■ **What to do**:
The response must be made up of the lines in the entries below that contain "each".

Top of Source material

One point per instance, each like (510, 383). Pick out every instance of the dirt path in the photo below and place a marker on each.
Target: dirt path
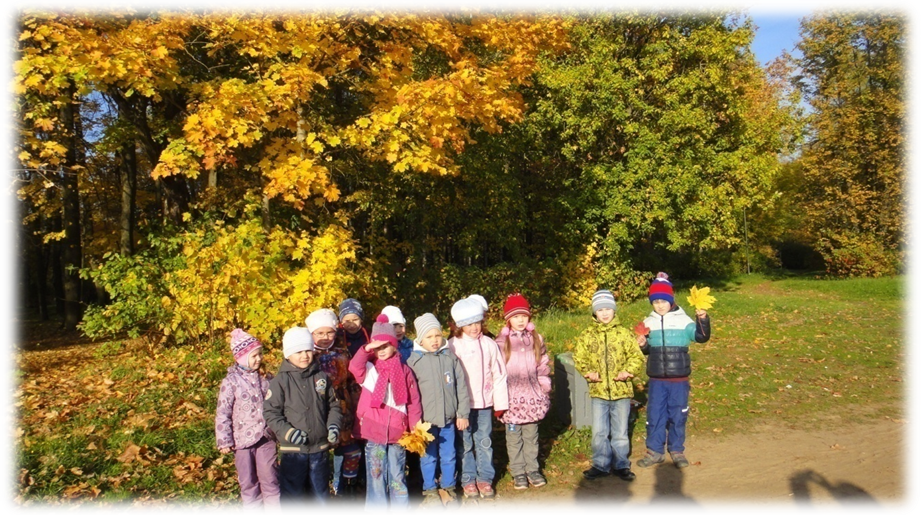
(861, 468)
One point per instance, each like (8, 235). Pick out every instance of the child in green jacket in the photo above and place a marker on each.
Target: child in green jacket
(608, 356)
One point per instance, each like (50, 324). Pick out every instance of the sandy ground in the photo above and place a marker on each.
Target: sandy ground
(857, 468)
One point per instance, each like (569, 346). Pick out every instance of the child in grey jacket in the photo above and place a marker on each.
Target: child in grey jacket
(445, 398)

Bottom of Source material

■ **Answer to this problem**:
One point per instance, each like (510, 383). Pick out every instance of the dirt path in the photo below and place a marker on each.
One point per instance, each like (8, 235). Pick out every instance of the child in green jacket in the photo above and place a marker on each.
One point per instance, each like (50, 324). Pick out every instance of the sandy ground in the photo above and place a marker on each.
One point per instance, each like (569, 346). Pick out every instance of the child in grey jacket in the photo above and place a marker on each.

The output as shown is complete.